Что сделать:
1. Объясни по тексту о кинематографе, почему, по словам автора, о кинемо «все молчали».
2. Чью статью автор текста о кинематографе называет превосходной, но мало оцененной и замеченной?
3. Продолжи текст о кинематографе, начав сразу после его последней фразы.

Текст документа:
* * * * * * *
Едва ли какое-нибудь другое изобретение было встречено с большим недоверием и даже пренебрежением, нежели кинематограф — живая фотография. Если вся мировая улица и низы интеллигенции с восторгом и упоением отдались власти «кинемо», то на верхах к нему отнеслись холодно и враждебно. Уже невозможно стало не замечать тех бесчисленных вечерних огоньков, которыми снаружи украшает себя кинемо, не видеть пестрой толпы, волной приливающей к его дверям, — а о нем все молчали, притворялись, что не замечают, или искренно думали, что это — одна из тех пустых забав, вроде скетинг-ринка[cxxx], какими время от времени увлекается переменчивая и пустая улица. Одна-две нерешительных статьи в толстых журналах, превосходная, но мало оцененная и замеченная статья г. Чуковского[cxxxi], смутные слухи о каких-то протестах в Германии против растущего захвата кинемо[cxxxii], — это почти все, чем до сих пор было у нас ознаменовано вступление в жизнь чудесного гостя. Когда года два или три назад я впервые заговорил с некоторыми из писателей о громадном и еще неосознанном значении кинематографа[cxxxiii], о той выдающейся роли, какую суждено ему сыграть при разрешении проблемы театра, я мог вызвать только усмешку и упреки в излишнем фантазерстве.
* * * * * * *
Исходные данные:
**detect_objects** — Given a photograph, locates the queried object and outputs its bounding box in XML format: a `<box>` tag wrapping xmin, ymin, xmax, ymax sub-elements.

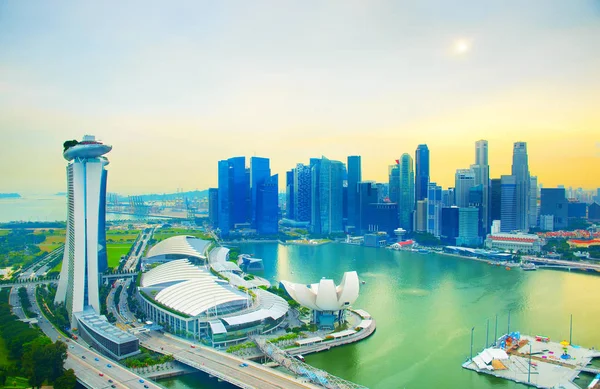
* * * * * * *
Ответы по заданиям:
1. Одни только притворялись, что не замечают кинемо, а другие искренне считали его пустой забавой вроде скетинг-ринка, каким время от времени увлекается переменчивая и пустая улица.

2. Статью г. Чуковского.

3.
И всего удивительнее было то, что театр, который всем существом своим заинтересован в кинемо, связан с ним узами кровного родства, — как будто вовсе не замечал своего богатого и вульгарного американского дядюшку. Не замечал даже и в ту трагическую для себя минуту, когда под напором кинемо сам пошел на улицу, занял место рядом с вечерними зелено-красными огоньками под именем «театра миниатюр».

Кажется, это отношение несколько изменилось, о кинематографе уже пробуют говорить серьезно. Но вот на днях мне привелось случайно услышать целый ряд писателей и артистов, говоривших о кинемо-театре, и я убедился, что по существу своему кинемо продолжает оставаться все тем же странным незнакомцем, развязным и в достаточной степени противным для эстетически и умственно воспитанных людей. Художественный апаш, эстетический хулиган, холостой и грабительский привод на колесо истинного искусства, — вот как определялось отношение большинства говоривших к чудесному гостю. Ставились и такие вопросы: прилично ли уважающему себя актеру выступать в кинемо? Слышались и такие патетические возгласы: как ни воспевайте {511} ваш кинемо, он никогда не убьет театра, как цветной фотографии никогда не убить живописи!..

И никто даже из говоривших в защиту кинемо-театра не указал на то весьма возможное обстоятельство, что именно ему, кинематографу, ныне эстетическому апашу и хулигану, суждено освободить театр от великого груза ненужностей[cxxxiv], привходящего и чуждого, под тяжестью которого сгибается и гибнет современная сцена, хиреют драматурги, вырождается и слабеет некогда мощное и царственное слово высоких трибун.

II

Нужно ли театру действие в его узаконенной форме поступков и движения по сцене, — форме, не только принятой всеми театрами, но и исповедуемой как единственно необходимая и спасительная?

На этот еретический вопрос я позволю себе ответить: нет. В таком действии нет необходимости постольку, поскольку сама жизнь, в ее наиболее драматических и трагических коллизиях, все дальше отходит от внешнего действа, все больше уходит в глубину души, в тишину и внешнюю неподвижность интеллектуальных переживаний.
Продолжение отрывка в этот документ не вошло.